● What the task requires
Rewrite every line of the records below as a numbered list, leaving out any blank lines.

● Data shown
--- --- ---
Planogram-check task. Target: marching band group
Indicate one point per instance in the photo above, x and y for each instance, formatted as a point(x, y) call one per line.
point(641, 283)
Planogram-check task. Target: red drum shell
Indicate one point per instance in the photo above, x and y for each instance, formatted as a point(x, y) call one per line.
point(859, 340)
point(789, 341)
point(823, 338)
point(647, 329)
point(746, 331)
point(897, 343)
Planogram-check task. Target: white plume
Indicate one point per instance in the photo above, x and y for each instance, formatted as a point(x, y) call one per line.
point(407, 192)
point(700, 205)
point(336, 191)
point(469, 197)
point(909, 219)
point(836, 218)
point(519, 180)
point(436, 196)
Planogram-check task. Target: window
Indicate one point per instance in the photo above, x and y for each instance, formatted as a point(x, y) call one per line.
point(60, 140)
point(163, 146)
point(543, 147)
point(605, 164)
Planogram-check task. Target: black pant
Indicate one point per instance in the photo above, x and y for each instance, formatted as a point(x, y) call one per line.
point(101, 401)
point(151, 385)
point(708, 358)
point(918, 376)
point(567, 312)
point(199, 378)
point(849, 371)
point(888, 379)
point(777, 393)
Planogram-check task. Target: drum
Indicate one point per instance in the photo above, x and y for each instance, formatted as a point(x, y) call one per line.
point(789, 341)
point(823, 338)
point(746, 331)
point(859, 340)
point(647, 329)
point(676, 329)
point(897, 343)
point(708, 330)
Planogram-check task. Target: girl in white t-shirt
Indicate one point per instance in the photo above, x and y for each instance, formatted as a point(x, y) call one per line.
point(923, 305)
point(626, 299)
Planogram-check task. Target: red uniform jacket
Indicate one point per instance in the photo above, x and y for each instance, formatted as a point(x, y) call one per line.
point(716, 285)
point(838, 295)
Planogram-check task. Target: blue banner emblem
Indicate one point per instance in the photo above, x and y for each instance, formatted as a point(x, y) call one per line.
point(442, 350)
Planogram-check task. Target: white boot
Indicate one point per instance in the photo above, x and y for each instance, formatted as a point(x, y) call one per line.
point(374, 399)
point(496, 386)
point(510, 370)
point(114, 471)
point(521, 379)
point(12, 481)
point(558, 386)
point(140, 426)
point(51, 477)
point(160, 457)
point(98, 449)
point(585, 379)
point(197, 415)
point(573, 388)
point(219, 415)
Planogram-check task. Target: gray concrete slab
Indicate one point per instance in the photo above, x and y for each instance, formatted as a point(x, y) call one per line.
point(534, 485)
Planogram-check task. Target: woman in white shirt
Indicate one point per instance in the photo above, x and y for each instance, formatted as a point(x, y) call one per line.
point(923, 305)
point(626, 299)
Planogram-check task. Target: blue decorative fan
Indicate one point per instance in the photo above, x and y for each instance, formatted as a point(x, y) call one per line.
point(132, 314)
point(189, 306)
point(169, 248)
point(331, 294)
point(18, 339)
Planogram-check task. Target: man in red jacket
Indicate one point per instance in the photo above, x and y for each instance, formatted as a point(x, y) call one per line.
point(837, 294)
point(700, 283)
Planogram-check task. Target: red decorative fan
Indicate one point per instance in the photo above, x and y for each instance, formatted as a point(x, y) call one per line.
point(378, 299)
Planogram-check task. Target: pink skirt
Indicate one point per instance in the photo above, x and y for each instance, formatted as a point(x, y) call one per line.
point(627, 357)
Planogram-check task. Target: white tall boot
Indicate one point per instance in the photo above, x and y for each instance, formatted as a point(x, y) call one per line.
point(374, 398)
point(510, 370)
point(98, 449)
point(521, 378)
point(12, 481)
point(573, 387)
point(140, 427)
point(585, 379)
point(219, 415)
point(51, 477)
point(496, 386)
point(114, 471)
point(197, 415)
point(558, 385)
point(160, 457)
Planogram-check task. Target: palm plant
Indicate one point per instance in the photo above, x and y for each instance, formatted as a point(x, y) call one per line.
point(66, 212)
--- --- ---
● Answer to this task
1. Planogram-check task. Target: marching band group
2. Indicate one point per instance in the photo above, x and y for each instance, formatted as a point(x, y) call one per line.
3. point(641, 283)
4. Planogram-check task. Target: red drum shell
5. Indicate one point per instance in the photo above, x and y for each instance, formatted as a point(x, y) call one per line.
6. point(859, 340)
7. point(789, 341)
8. point(823, 338)
9. point(647, 329)
10. point(746, 331)
11. point(897, 343)
12. Planogram-check task. Target: white plume
13. Indicate one point per instance in the photo above, x and y for each instance, formatted as a point(x, y) call one per line.
14. point(407, 192)
15. point(700, 205)
16. point(336, 191)
17. point(469, 197)
18. point(909, 219)
19. point(836, 218)
20. point(519, 180)
21. point(436, 196)
22. Planogram-check task. Target: window
23. Indicate one point per instance in the photo above, x and y for each instance, formatted as a point(x, y) call one per line.
24. point(60, 140)
25. point(163, 146)
26. point(543, 147)
27. point(605, 164)
28. Planogram-check task. Target: black pant
29. Indicate one point per instance in the photo above, x and y for each instance, formatted as a point(x, y) call one per line.
30. point(101, 401)
31. point(151, 385)
32. point(708, 358)
33. point(918, 376)
34. point(567, 312)
35. point(199, 378)
36. point(849, 371)
37. point(888, 379)
38. point(777, 393)
39. Planogram-check task. Target: drum
40. Indicate one point per instance in the photo above, x and y for each instance, formatted as a point(x, y) call one per line.
41. point(789, 341)
42. point(823, 338)
43. point(746, 331)
44. point(859, 340)
45. point(647, 329)
46. point(676, 329)
47. point(897, 343)
48. point(708, 330)
49. Planogram-check task. Target: girl in white t-shirt
50. Indicate one point per instance in the photo above, x and y for each instance, formatted as a point(x, y) call one per line.
51. point(923, 305)
52. point(626, 299)
53. Planogram-check task. Target: red uniform jacket
54. Indicate one point per instance in the photo above, x and y for each instance, formatted as a point(x, y) call one per line.
55. point(716, 285)
56. point(838, 295)
57. Planogram-check task. Target: blue banner emblem
58. Indicate one point per instance in the photo above, x and y for each instance, formatted as a point(x, y) call one per line.
59. point(442, 350)
60. Planogram-check task. Target: white boot
61. Indicate one point per instance in the photo above, x and y for each instance, formatted as a point(x, y) call one per line.
62. point(374, 399)
63. point(496, 386)
64. point(510, 370)
65. point(114, 471)
66. point(521, 379)
67. point(12, 481)
68. point(558, 386)
69. point(140, 426)
70. point(51, 477)
71. point(160, 457)
72. point(98, 449)
73. point(585, 379)
74. point(197, 415)
75. point(573, 388)
76. point(219, 415)
77. Planogram-check task. Target: gray concrete slab
78. Indicate one point per instance in the photo above, x and y for each instance, formatted as a point(x, y) call one per line.
79. point(534, 485)
80. Planogram-check task. Target: woman in white shirt
81. Indicate one point per instance in the photo above, x and y for each instance, formatted as a point(x, y) call one per line.
82. point(923, 305)
83. point(626, 299)
84. Planogram-check task. Target: blue decorative fan
85. Indicate one point per instance in the photo above, x and y for each instance, formatted as a point(x, y) call one per line.
86. point(132, 314)
87. point(189, 306)
88. point(169, 248)
89. point(331, 294)
90. point(18, 339)
91. Planogram-check task. Target: man in red jacket
92. Indicate one point per instance in the photo above, x and y for each instance, formatted as a point(x, y) call one per line.
93. point(837, 294)
94. point(700, 283)
95. Planogram-check task. Target: red decorative fan
96. Indicate one point per instance in the photo above, x and y for each instance, formatted as a point(x, y) call one per line.
97. point(378, 299)
98. Planogram-check task. Target: pink skirt
99. Indicate one point per instance in the photo above, x and y for each instance, formatted as a point(x, y) call one per line.
100. point(627, 357)
101. Planogram-check task. Target: white tall boot
102. Indicate one point per instance in the photo above, x and y for each instance, formatted as a point(x, y) call one per line.
103. point(374, 398)
104. point(510, 370)
105. point(98, 449)
106. point(521, 378)
107. point(12, 481)
108. point(573, 387)
109. point(140, 427)
110. point(585, 379)
111. point(219, 415)
112. point(51, 477)
113. point(496, 386)
114. point(114, 471)
115. point(197, 415)
116. point(558, 385)
117. point(160, 457)
118. Planogram-check task. Target: palm plant
119. Indicate one point per instance in the photo above, x and y for each instance, formatted as a point(x, y) call one per line.
120. point(66, 212)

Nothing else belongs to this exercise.